** Opening Dataset extract block **

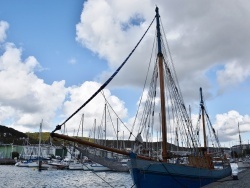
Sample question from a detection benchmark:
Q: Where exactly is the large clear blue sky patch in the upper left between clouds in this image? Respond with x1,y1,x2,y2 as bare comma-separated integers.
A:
1,0,107,86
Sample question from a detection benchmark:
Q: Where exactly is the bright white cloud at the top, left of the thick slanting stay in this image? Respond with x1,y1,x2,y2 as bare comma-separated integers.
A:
76,0,153,67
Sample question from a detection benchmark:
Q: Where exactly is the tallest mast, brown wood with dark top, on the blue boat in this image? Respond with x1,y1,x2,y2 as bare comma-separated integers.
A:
155,7,167,161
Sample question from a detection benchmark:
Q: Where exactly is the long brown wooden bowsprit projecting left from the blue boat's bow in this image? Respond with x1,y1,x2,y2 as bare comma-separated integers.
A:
51,133,153,160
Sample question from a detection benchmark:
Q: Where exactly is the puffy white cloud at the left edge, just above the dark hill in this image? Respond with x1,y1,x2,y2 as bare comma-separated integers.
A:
0,43,67,130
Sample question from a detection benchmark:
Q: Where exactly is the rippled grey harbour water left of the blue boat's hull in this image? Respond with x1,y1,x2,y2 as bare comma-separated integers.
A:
0,165,133,188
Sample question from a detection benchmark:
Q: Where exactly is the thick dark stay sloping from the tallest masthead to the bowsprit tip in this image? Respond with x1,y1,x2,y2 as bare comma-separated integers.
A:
52,17,155,134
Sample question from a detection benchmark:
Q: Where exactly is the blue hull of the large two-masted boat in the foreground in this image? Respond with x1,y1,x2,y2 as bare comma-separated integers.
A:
128,153,232,188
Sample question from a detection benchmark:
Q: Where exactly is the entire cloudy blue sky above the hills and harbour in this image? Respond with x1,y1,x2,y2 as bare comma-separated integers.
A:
0,0,250,146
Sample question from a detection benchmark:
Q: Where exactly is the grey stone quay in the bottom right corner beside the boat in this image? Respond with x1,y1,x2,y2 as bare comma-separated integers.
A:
202,169,250,188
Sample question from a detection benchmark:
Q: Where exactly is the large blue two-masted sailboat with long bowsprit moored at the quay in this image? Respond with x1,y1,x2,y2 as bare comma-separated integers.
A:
51,7,231,188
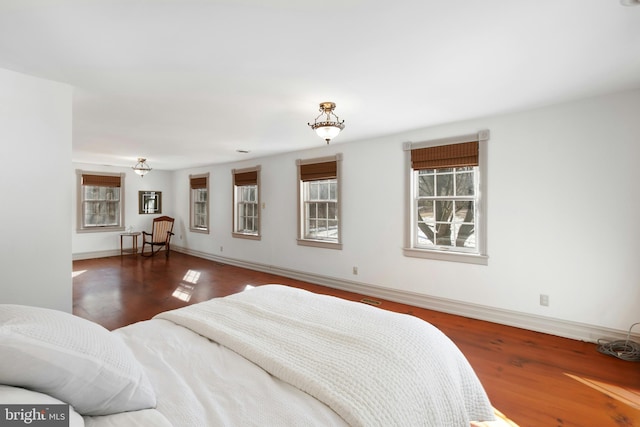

** Closing Dataset extract block **

Please report every line among the entries that includes "masted".

Q: Where exactly is the blue hull of the large two-masted boat in the foreground in this image? Respond with x1,y1,x2,y2 as bare comma-separated integers.
Q: Where exactly is the large blue two-masted sailboat with long bowsprit moored at the quay in this image? Respond with x1,y1,x2,y2 as bare comma-separated integers.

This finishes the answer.